Request:
Rewrite every line of the rows below as a Markdown table with two columns, "Line No." and "Content", leaving out blank lines.

--- START ---

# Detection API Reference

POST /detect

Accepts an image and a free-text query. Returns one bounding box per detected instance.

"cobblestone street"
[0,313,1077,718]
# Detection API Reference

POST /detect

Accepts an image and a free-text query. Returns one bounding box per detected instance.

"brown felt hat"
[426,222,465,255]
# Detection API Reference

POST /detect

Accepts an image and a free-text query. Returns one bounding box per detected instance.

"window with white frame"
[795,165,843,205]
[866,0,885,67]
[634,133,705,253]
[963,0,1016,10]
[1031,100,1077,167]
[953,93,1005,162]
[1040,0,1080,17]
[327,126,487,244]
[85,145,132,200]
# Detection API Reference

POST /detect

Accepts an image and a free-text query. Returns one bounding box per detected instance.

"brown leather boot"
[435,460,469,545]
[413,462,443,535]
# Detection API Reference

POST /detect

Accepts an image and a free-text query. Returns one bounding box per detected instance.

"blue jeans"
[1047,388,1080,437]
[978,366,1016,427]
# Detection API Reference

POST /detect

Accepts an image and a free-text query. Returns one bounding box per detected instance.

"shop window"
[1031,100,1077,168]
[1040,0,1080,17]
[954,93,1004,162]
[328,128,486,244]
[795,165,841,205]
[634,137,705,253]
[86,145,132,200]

--- END ---

Task result:
| Line No. | Content |
|---|---|
| 1 | # Detection API Reference |
| 2 | POST /detect |
| 3 | Accepts an image and a free-text query. Returns one bounding box per detected instance. |
| 4 | "cobblestone street" |
| 5 | [0,313,1077,718] |
| 6 | # Detection API Reference |
| 7 | POST /detect |
| 8 | Accepts an image and a free-text query. Returns one bounding box per detected instance. |
| 9 | "brown felt hat" |
| 10 | [426,222,465,255] |
| 11 | # Detection API Reference |
| 12 | POST /detect |
| 13 | Accepts an image and a free-text query. Returns one bounding box per detected instance. |
| 14 | "window with white frame" |
| 15 | [795,165,843,205] |
| 16 | [866,0,885,67] |
| 17 | [634,133,705,253] |
| 18 | [963,0,1016,10] |
| 19 | [1031,100,1077,167] |
| 20 | [953,93,1005,162] |
| 21 | [1040,0,1080,17] |
| 22 | [327,126,487,244] |
| 23 | [85,145,132,200] |
| 24 | # Detection API Reference |
| 25 | POST /detect |
| 26 | Accepts an image and a free-text query. Returns one bounding box per detected instance. |
| 27 | "brown leather boot" |
| 28 | [435,460,469,545] |
| 29 | [413,462,443,535] |
| 30 | # Detection API Reference |
| 31 | POST /detect |
| 32 | Accepts an image and a free-text query. Returns one bounding box per detected instance. |
| 33 | "blue jeans" |
| 34 | [1047,388,1080,437] |
| 35 | [978,366,1016,427] |
| 36 | # Detection API Reference |
| 37 | POST /detect |
| 38 | Accepts an image and a free-text query. Returns one bounding box per detected instance. |
| 39 | "shop window" |
| 40 | [1031,100,1077,168] |
| 41 | [1040,0,1080,17] |
| 42 | [954,93,1004,162] |
| 43 | [328,128,486,244] |
| 44 | [795,165,841,205] |
| 45 | [634,137,705,253] |
| 46 | [86,145,132,200] |